(Stored items)
--- --- ---
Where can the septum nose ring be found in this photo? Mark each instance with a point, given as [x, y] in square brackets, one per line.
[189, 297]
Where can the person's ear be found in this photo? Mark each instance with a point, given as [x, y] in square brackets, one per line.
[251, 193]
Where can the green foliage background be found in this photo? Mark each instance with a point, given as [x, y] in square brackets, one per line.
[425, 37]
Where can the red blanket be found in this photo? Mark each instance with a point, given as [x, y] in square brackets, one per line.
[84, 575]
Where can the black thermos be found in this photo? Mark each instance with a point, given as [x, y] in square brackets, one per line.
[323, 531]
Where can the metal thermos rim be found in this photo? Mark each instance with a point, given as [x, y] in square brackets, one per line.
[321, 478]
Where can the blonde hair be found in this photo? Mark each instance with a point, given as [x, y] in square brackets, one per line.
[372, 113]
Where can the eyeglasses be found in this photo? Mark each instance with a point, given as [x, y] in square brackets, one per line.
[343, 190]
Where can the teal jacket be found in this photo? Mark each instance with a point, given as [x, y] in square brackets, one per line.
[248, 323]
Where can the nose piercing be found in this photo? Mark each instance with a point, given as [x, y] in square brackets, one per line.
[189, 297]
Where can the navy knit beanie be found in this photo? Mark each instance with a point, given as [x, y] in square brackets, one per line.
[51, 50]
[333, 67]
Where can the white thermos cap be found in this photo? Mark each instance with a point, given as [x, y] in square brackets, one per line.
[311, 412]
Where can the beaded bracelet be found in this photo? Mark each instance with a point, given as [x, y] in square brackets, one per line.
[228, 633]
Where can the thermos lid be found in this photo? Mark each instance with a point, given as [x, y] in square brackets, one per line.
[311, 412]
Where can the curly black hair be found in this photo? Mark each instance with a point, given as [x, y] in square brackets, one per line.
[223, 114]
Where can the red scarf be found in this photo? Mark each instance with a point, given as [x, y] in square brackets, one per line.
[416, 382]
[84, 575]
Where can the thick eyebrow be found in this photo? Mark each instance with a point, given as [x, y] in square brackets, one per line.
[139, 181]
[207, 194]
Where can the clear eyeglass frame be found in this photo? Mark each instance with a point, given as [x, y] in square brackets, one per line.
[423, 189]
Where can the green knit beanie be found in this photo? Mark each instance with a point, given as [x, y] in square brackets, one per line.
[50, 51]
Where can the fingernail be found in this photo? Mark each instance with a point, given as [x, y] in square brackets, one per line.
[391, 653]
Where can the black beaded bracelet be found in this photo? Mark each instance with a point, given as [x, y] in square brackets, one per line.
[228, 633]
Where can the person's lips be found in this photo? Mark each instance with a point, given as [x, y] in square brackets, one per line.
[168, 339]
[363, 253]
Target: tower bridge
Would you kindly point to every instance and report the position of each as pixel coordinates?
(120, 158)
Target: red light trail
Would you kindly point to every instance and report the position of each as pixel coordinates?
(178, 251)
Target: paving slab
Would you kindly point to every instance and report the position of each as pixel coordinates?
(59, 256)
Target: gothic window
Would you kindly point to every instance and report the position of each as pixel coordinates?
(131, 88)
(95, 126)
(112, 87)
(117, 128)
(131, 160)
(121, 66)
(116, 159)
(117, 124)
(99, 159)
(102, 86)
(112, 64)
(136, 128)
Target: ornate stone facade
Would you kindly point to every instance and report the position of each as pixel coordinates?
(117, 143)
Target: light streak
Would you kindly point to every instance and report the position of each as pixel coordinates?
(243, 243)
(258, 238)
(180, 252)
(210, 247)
--- --- ---
(Work task)
Considering only lines that contain the word "light", say how many there are in the data, with no other text.

(Output below)
2